[Required work] Write out in full the stretch of rows from the one containing "of the central" through the end of the rows. Shift every x and y coordinate in the answers up by 136.

# Start of Dataset content

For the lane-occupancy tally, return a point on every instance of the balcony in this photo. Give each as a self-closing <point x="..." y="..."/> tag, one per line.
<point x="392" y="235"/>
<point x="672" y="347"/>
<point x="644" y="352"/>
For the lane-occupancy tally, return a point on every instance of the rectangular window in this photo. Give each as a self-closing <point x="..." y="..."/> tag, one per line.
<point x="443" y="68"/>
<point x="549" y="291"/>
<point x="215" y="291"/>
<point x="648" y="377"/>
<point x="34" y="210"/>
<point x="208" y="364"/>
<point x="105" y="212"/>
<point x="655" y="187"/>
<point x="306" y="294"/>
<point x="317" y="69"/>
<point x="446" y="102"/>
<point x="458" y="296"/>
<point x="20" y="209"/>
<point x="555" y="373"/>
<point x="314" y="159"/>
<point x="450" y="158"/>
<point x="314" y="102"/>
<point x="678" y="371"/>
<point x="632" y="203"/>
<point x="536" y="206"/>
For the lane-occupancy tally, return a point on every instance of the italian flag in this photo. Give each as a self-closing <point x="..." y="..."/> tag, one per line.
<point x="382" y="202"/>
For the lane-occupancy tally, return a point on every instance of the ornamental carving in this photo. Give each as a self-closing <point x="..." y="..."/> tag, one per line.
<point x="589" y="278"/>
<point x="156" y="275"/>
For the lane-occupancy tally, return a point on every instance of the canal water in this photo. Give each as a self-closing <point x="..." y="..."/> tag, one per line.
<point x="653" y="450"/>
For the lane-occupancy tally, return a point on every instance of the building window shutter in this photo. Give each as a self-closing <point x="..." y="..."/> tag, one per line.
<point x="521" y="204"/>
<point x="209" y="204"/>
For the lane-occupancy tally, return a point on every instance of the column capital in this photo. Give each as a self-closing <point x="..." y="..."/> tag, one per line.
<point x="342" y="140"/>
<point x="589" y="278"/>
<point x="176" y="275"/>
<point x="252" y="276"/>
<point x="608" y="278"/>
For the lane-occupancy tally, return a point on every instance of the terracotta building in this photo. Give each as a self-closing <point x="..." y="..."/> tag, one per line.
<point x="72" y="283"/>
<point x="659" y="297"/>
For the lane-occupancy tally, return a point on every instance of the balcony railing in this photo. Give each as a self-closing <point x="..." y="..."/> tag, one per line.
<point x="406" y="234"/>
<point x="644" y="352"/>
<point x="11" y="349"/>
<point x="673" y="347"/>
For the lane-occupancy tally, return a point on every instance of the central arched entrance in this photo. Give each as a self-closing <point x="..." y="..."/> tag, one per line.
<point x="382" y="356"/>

# End of Dataset content

[Solution for this exercise]
For the lane-occupancy tally, return a point on every instance of the central arched entrance in this photo. Give each as a self-closing <point x="..." y="..."/> tag, one per line.
<point x="518" y="492"/>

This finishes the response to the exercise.